Bei Deinem Beispiel springt er ja durch das ORDER DESC auf die kleinste (und somit älteste) ID


Dunsti


----------



## Luda (16. Dezember 2003)

ich hab da noch ne lösung, wenn du das ganze öffters machen musst. es ist nur ein beispiel. ich würde dann das ganze in 2 funktionen mit rückgabewert schreiben. z.b. db_recordset(cn as adodb.recordset,sql as string), db_connect(dbpfad as string).

    Dim cn As ADODB.Connection
    Dim rs As ADODB.Recordset
    Dim sql As String

    Set cn = New ADODB.Connection
    Set rs = New ADODB.Recordset
    With cn
        .Provider = "Microsoft.Jet.OLEDB.4.0"

━━━━━━━━

Aufgaben:
(A) In welche zwei Funktionen mit Rückgabewert würde Luda im Lesetext das Ganze aufteilen?
(B) Greif den Lesetext an seinem Ende auf und führe ihn weiter.

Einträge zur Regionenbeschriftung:
━━━━━━━━

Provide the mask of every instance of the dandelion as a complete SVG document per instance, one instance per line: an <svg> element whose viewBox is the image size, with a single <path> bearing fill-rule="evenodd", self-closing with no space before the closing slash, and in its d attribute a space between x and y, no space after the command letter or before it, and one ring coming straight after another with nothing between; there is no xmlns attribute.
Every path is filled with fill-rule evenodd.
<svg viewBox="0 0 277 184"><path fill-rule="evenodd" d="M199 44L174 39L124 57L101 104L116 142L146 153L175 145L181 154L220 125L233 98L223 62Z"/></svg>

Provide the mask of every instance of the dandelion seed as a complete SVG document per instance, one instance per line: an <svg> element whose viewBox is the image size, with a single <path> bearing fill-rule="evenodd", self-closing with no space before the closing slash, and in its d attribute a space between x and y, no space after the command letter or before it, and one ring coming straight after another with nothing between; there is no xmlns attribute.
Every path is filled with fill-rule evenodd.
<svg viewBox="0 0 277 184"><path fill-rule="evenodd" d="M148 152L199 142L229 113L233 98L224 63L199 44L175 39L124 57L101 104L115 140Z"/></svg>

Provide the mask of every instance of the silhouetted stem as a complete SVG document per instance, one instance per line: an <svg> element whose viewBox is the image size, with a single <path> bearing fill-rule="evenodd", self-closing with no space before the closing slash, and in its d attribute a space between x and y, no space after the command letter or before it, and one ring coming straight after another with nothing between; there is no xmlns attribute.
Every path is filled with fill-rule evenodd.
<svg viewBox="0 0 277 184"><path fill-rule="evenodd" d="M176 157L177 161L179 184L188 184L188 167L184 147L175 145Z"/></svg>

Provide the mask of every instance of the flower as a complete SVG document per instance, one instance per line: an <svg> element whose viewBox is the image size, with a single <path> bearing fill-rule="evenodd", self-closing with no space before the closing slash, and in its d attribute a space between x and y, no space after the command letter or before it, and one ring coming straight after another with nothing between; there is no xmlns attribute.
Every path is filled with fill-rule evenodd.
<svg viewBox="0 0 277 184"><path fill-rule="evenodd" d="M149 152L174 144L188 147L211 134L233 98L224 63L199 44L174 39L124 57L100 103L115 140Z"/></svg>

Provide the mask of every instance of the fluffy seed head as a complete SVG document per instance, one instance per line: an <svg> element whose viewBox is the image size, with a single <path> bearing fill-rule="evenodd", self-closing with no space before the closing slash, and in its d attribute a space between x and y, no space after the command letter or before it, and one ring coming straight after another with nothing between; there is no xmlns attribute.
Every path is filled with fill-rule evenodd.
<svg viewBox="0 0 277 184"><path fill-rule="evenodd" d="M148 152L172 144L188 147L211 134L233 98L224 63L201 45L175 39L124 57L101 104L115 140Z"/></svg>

━━━━━━━━

Die Lösungen:
(A) In db_recordset(cn as adodb.recordset,sql as string) und db_connect(dbpfad as string).

(B)
        .ConnectionString = "Data Source=test.mdb" ' db
        .CursorLocation = adUseClient
        .Open
    End With

    sql = "select * from test" ' auswahl der tabelle
    With rs
        .Source = sql
        .ActiveConnection = cn
        .CursorType = adOpenKeyset
        .LockType = adLockOptimistic
        .Open
      End With
      rs.AddNew
      rs!wert1 = "Test" 'wert in die tabelle schreiben

      rs.Update
      MsgBox rs!auto ' aktueller datensatz(. nur bei access)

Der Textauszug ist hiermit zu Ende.